• _TASK DIRECTIONS_: Restate the full set of records exactly, word for word.

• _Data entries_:
:::

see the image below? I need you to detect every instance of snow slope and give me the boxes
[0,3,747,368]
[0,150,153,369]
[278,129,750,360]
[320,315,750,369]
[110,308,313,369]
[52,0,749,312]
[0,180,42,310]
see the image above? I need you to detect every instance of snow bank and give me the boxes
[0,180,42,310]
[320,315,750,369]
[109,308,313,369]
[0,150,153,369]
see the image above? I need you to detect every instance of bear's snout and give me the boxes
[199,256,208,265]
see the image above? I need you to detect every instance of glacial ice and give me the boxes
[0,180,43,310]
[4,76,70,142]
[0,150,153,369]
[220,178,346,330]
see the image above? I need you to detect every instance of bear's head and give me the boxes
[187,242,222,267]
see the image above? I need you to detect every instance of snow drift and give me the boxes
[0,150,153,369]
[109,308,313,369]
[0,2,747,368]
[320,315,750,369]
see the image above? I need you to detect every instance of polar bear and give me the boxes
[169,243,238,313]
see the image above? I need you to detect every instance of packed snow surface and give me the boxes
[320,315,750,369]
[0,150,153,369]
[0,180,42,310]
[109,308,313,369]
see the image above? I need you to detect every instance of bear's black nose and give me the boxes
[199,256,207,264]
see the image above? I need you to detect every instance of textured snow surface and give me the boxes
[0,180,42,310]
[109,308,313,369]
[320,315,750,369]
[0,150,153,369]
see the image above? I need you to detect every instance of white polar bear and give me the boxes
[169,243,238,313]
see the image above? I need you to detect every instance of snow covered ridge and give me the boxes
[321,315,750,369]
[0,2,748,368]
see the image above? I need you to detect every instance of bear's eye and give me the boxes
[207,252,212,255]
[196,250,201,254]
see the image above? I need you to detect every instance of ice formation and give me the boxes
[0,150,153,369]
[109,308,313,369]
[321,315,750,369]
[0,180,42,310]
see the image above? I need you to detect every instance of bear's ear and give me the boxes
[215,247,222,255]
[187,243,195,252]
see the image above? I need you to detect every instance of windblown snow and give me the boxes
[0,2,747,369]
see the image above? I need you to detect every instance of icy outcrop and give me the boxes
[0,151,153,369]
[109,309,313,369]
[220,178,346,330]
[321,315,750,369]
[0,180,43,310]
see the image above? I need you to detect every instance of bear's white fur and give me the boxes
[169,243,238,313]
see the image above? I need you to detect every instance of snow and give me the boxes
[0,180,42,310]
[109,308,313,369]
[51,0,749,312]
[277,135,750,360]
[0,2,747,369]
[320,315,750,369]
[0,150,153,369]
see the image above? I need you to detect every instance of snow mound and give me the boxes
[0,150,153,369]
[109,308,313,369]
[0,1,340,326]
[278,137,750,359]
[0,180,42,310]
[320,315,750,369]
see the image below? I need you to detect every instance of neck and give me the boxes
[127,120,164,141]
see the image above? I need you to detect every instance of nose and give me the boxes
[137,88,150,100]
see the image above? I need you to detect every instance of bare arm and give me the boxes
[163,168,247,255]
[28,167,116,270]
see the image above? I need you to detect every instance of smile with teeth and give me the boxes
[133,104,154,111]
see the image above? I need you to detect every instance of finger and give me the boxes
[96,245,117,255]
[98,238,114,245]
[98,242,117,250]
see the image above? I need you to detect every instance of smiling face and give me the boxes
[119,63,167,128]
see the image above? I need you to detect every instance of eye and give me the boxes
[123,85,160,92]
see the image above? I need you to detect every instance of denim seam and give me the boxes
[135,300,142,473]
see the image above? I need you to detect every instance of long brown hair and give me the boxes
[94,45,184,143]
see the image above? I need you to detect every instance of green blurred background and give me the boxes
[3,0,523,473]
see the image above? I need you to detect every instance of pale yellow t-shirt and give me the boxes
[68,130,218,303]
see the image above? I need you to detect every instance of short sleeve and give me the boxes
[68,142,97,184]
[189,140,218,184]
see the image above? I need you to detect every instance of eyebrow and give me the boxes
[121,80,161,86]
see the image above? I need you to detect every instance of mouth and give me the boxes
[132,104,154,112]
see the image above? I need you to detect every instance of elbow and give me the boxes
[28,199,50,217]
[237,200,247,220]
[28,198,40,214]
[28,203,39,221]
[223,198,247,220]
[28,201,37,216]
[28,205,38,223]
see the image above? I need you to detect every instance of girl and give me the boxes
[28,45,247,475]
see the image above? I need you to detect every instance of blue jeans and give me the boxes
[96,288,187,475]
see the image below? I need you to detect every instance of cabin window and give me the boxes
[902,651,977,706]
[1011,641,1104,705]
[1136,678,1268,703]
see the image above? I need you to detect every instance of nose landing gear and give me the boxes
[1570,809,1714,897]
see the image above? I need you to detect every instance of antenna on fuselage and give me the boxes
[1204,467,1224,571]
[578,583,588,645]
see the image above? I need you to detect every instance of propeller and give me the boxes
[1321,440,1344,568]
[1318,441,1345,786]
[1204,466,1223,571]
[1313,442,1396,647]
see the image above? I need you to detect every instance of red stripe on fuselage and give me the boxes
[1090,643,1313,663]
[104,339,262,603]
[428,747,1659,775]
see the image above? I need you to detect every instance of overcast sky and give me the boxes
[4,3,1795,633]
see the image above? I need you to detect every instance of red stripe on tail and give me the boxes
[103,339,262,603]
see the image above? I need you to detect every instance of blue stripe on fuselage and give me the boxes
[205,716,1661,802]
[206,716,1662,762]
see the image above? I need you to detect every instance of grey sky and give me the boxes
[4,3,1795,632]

:::

• _OUTPUT OF THE TASK_:
see the image below? I need you to detect every instance of snow slope and give me the boxes
[0,3,747,368]
[0,150,153,369]
[278,129,750,360]
[320,315,750,369]
[110,308,313,369]
[52,0,749,312]
[0,180,42,310]
see the image above? I need you to detect every instance of snow bank and give me the boxes
[0,180,42,310]
[320,315,750,369]
[109,308,313,369]
[0,150,153,369]
see the image above? I need you to detect every instance of bear's snout and give me the boxes
[199,256,208,265]
see the image above? I need you to detect every instance of glacial ice and give me the boxes
[0,180,43,310]
[4,76,70,142]
[0,150,153,369]
[220,178,346,330]
see the image above? I need you to detect every instance of bear's head and give me the boxes
[187,242,222,267]
see the image above? I need you to detect every instance of snow drift and give me the boxes
[0,150,153,369]
[109,308,313,369]
[0,2,747,368]
[320,315,750,369]
see the image above? I need you to detect every instance of polar bear and give me the boxes
[169,243,238,313]
see the image above? I need you to detect every instance of packed snow surface and give me the boxes
[320,315,750,369]
[0,150,153,369]
[0,180,42,310]
[109,308,313,369]
see the image above? I need you to detect every instance of bear's black nose and give me the boxes
[199,256,207,264]
see the image above? I need you to detect every instance of textured snow surface and give me the boxes
[0,180,42,310]
[109,308,313,369]
[320,315,750,369]
[0,150,153,369]
see the image above? I need you to detect every instance of white polar bear and give me the boxes
[169,243,238,313]
see the image above? I need you to detect every instance of snow covered ridge and give me the boxes
[321,315,750,369]
[0,2,748,368]
see the image above? I need you to detect every instance of bear's eye and give me the boxes
[207,252,212,255]
[196,250,201,254]
see the image above? I need you to detect every instance of ice formation and give me the boxes
[0,150,153,369]
[109,308,313,369]
[321,315,750,369]
[0,180,42,310]
see the image above? I need you to detect every instance of bear's ear and give me the boxes
[215,247,222,255]
[187,243,195,252]
see the image above? I need you to detect every instance of windblown snow and give me the boxes
[0,2,747,369]
see the image above? I need you to detect every instance of icy outcrop and give me the boxes
[0,151,153,369]
[109,309,313,369]
[220,178,346,330]
[321,315,750,369]
[0,180,43,310]
see the image above? I need you to detect every instance of bear's white fur and give me the boxes
[169,243,238,313]
see the image above? I need you to detect every instance of snow and give me the boxes
[0,180,42,310]
[109,308,313,369]
[51,0,749,312]
[277,135,750,360]
[0,2,747,369]
[320,315,750,369]
[0,150,153,369]
see the image above? I need you to detect every instance of snow mound and give me the boxes
[0,150,153,369]
[109,308,313,369]
[0,1,340,326]
[278,137,750,359]
[0,180,42,310]
[320,315,750,369]
see the image below? I need you to detect every instance of neck and give me the boxes
[127,120,164,141]
see the image above? I need you to detect every instance of nose and give me the boxes
[137,88,150,100]
see the image above? I need you to detect every instance of bare arm and give me the boxes
[163,168,247,255]
[28,167,116,270]
see the image above? I need you to detect every instance of smile with teeth and give me the boxes
[133,104,154,111]
see the image above? I need you to detect every instance of finger and give me the boxes
[96,245,117,255]
[98,238,114,245]
[98,242,117,250]
see the image above? I need you to detect every instance of smiling face and give me the boxes
[119,63,167,128]
see the image above? I need you to detect every instance of eye and give me the boxes
[123,85,160,92]
see the image above? I need you to detect every instance of denim seam and give me the boxes
[135,300,142,473]
see the image above? I need you to detect every instance of long brown hair and give me the boxes
[94,45,184,143]
see the image above? I need you to detect every instance of green blurred background and give me the boxes
[3,0,523,473]
see the image above? I need you to detect every instance of pale yellow t-shirt and give me the boxes
[68,130,218,303]
see the image above? I need you to detect every instance of short sleeve and give me the boxes
[68,142,97,184]
[189,140,218,184]
see the image above? I need you to detect every instance of eyebrow and give me the boxes
[121,80,161,86]
see the image above? I need you to detect every instance of mouth and give me the boxes
[132,104,154,112]
see the image above? I need you to detect every instance of elbow and give me the boxes
[28,199,50,217]
[237,200,247,220]
[28,198,40,214]
[28,203,39,221]
[223,198,247,220]
[28,201,37,216]
[28,205,38,223]
see the image above? I need you to detect every instance of girl and give me the boxes
[28,45,247,475]
see the image above? I need you to detect every instance of blue jeans and give me the boxes
[96,288,187,475]
see the image below? I need you to detect every instance of cabin window and give me the boxes
[902,651,977,706]
[1011,641,1104,705]
[1136,678,1268,703]
see the image above? I need you to detect every instance of nose landing gear and give me the boxes
[1570,809,1714,897]
see the image above? I need you to detect every instance of antenna on fuselage and give me the boxes
[1204,467,1224,571]
[578,583,588,645]
see the image above? I need you to detect every instance of propeller and give me the boxes
[1321,440,1344,568]
[1318,441,1345,786]
[1204,466,1223,571]
[1313,442,1396,647]
see the image above? I need you to detect every instance of red stripe on fuselage and give me the boxes
[1090,643,1313,663]
[104,339,262,603]
[428,747,1659,775]
see the image above? I need you to detect every instance of overcast sky and give me the boxes
[4,3,1795,633]
see the image above? I need you to detect every instance of red stripe on tail and give me the boxes
[103,339,262,603]
see the image above? I need you to detect every instance of blue stripe on fuselage and give me the boxes
[205,716,1661,802]
[206,716,1662,762]
see the image above? I need you to detect every instance of grey sky and give me the boxes
[4,3,1795,632]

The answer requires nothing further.